Bertolt Brecht’in yaşamı ve tiyatro anlayışı (II. Bölüm)
Dünya kendini savaşa teslim etmişken, savaş karşıtlığı ilkesini yaşamının ve sanatının temel prensiplerinden biri olarak gören Bertolt Brecht’in yaşamına ve tiyatrosuna kaldığımız yerden devam edelim. Brecht, seyircisi işçi olan tiyatroyu, konusu ve oyuncularıyla politize etmiştir. İşçi (proletarya) tiyatrosu fikriyle sahneye de çıkan işçiler, kendi sorunları ve talepleriyle çözüm yollarını aramış ve dönüşüm için bir aydınlanma yaratmıştır. Brecht, tiyatronun ve sanatın gücünün farkında olarak, bu görüşü doğrultusunda toplumsal sınıf tartışmalarında bilinçli kitleler inşa etmek için çalışmıştır.

__________

Görev a: Aşağıdaki girdilerde "small" kelimesini içeren her satırı listeleyin.

Veri kümesinde listelenen girdiler
__________

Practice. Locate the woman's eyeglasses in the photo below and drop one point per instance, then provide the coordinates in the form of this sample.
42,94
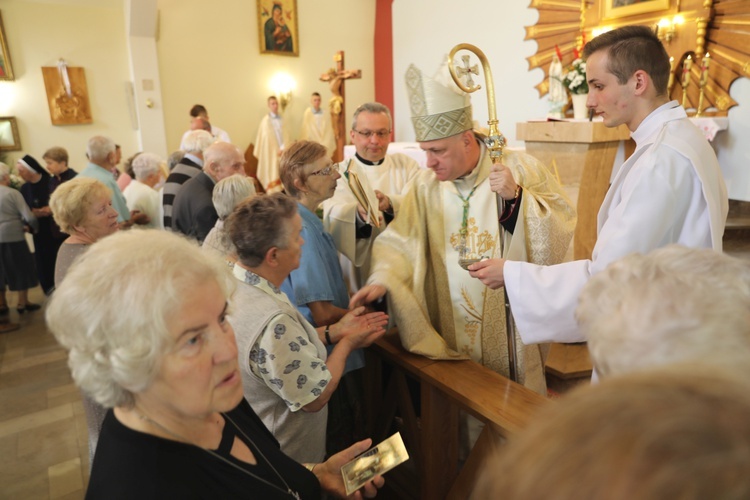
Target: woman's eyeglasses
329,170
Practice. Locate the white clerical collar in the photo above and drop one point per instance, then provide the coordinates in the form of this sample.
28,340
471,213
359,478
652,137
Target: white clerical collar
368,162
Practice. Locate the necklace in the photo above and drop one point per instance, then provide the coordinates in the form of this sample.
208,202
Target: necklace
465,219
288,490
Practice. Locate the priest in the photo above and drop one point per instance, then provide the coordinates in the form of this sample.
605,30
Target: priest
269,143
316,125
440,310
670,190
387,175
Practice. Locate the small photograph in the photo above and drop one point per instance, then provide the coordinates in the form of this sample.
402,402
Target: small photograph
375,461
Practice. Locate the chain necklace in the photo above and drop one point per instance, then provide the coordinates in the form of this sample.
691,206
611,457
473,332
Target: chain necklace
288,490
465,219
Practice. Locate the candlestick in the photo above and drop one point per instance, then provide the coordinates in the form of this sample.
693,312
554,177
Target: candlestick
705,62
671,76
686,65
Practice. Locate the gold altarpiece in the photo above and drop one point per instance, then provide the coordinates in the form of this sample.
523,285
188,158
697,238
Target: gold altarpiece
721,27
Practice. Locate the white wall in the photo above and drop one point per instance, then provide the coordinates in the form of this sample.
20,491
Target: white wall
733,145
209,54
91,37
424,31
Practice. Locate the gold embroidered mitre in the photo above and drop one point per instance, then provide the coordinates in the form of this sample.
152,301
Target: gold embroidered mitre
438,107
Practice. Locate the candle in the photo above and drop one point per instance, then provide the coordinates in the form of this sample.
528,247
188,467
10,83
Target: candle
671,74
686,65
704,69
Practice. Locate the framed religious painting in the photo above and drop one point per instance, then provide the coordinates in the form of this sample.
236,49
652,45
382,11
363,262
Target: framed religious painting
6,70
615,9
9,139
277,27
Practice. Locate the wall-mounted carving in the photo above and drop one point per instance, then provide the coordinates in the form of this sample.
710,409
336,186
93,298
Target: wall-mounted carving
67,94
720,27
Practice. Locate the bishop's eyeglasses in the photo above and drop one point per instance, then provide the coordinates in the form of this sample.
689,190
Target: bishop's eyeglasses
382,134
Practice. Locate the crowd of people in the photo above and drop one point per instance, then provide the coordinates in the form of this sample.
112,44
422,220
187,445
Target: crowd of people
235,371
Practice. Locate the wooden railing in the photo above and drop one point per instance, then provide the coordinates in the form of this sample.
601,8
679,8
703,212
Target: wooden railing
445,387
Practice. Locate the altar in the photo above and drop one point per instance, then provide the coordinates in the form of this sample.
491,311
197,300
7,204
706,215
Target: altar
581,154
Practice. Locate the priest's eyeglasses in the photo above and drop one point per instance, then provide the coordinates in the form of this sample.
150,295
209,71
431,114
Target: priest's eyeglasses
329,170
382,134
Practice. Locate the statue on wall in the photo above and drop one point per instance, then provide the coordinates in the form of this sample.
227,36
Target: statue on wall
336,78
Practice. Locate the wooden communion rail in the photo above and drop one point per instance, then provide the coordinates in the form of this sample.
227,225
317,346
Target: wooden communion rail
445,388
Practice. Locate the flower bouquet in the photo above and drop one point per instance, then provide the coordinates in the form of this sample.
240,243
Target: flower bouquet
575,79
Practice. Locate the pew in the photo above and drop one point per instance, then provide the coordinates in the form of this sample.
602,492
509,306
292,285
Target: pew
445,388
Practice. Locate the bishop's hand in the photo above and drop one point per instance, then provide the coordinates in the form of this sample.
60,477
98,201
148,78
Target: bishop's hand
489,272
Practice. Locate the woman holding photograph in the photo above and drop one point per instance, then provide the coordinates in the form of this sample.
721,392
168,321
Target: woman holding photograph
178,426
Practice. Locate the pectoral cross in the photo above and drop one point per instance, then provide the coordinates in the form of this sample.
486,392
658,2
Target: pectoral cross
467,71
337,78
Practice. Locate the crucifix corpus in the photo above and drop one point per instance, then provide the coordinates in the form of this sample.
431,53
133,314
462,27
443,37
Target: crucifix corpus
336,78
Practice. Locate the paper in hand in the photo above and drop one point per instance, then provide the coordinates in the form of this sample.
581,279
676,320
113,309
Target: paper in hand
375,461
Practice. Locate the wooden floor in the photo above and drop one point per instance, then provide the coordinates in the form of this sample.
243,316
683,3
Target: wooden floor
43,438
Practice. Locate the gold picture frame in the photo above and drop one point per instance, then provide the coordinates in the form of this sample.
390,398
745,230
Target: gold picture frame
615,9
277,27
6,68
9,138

__________

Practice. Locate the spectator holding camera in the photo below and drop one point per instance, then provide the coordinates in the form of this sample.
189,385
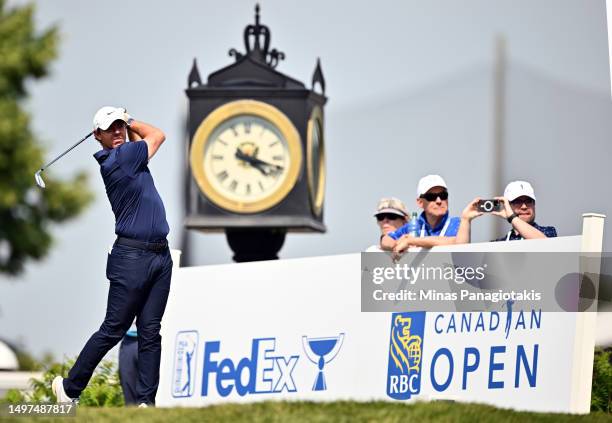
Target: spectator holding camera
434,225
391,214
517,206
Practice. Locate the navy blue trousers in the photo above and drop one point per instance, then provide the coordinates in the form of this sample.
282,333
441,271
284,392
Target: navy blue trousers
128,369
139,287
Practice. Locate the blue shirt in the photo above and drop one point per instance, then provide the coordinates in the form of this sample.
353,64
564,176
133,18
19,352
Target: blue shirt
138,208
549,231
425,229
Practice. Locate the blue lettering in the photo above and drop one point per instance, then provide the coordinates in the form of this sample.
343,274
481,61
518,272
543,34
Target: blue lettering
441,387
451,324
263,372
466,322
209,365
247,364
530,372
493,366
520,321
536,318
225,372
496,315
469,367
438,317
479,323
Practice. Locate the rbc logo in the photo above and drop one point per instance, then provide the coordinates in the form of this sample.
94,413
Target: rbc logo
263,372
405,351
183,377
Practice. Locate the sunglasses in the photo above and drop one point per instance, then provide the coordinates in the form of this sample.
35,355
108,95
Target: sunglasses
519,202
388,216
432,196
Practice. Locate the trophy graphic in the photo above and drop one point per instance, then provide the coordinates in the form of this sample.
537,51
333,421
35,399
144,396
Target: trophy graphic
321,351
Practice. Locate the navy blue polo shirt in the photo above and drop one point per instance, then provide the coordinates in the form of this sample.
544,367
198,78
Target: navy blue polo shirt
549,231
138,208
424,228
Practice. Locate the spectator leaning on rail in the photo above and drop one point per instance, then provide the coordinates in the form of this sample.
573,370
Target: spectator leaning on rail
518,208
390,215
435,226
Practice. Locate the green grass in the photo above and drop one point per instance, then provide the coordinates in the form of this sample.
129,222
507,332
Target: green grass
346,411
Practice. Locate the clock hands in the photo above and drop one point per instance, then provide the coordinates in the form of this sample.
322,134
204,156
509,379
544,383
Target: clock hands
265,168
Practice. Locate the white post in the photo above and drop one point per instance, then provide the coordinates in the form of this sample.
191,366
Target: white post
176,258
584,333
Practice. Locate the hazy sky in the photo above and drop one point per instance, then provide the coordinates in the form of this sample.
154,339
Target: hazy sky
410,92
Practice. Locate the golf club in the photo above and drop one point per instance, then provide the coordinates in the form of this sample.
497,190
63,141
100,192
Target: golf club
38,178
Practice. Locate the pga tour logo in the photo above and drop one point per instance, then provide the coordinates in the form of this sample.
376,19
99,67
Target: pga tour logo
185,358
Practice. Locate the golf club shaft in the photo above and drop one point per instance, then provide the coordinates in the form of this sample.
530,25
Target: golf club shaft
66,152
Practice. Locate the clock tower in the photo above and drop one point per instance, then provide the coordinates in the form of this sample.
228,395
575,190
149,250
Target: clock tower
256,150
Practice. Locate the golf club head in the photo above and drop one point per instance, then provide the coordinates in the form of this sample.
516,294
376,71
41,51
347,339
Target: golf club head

__________

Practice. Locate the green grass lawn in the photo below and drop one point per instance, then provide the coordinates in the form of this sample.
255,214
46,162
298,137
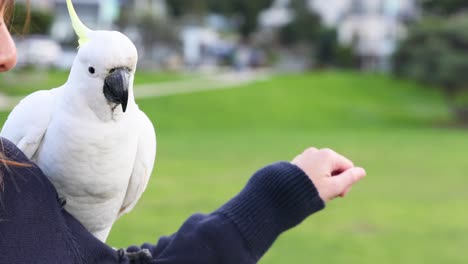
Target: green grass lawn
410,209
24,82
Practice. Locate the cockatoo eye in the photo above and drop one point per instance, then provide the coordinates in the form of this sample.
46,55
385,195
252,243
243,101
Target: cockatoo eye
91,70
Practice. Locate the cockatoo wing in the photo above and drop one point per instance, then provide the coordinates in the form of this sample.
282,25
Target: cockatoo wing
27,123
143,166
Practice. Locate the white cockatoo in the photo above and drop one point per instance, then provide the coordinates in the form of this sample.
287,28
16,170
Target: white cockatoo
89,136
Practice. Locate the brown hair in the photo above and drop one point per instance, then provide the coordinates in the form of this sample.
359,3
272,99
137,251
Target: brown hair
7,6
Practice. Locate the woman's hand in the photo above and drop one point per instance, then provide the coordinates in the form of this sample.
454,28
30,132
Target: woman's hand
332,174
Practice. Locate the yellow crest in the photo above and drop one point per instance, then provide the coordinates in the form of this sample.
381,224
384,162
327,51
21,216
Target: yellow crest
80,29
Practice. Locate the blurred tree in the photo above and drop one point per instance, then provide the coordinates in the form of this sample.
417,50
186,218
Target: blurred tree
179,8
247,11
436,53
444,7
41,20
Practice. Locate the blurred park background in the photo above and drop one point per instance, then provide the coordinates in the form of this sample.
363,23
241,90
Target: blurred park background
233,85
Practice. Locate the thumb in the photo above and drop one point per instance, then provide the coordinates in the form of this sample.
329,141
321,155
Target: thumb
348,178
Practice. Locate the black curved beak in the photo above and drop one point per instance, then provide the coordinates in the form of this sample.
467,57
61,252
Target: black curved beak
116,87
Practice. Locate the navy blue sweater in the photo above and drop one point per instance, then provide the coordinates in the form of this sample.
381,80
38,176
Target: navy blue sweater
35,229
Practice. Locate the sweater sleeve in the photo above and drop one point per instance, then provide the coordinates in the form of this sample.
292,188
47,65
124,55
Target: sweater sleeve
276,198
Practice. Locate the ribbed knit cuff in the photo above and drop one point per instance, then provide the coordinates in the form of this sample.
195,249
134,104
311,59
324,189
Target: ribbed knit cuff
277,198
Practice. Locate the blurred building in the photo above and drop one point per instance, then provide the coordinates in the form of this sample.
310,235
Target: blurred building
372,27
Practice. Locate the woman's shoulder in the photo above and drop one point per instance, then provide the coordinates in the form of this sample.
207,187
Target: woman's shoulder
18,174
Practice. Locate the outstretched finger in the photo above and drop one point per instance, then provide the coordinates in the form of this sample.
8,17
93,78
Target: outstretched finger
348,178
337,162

__________

Görev b: Yukarıdaki Brecht metninde "Dünya kendini savaşa" ifadesinden "etmek için çalışmıştır." ifadesine kadar olan bölümü hiçbir değişiklik yapmadan yazdırın.

Çözüm a:
Practice. Locate the small photograph in the photo above and drop one point per instance, then provide the coordinates in the form of this sample.
Target: small photograph

Çözüm b:
Dünya kendini savaşa teslim etmişken, savaş karşıtlığı ilkesini yaşamının ve sanatının temel prensiplerinden biri olarak gören Bertolt Brecht’in yaşamına ve tiyatrosuna kaldığımız yerden devam edelim. Brecht, seyircisi işçi olan tiyatroyu, konusu ve oyuncularıyla politize etmiştir. İşçi (proletarya) tiyatrosu fikriyle sahneye de çıkan işçiler, kendi sorunları ve talepleriyle çözüm yollarını aramış ve dönüşüm için bir aydınlanma yaratmıştır. Brecht, tiyatronun ve sanatın gücünün farkında olarak, bu görüşü doğrultusunda toplumsal sınıf tartışmalarında bilinçli kitleler inşa etmek için çalışmıştır.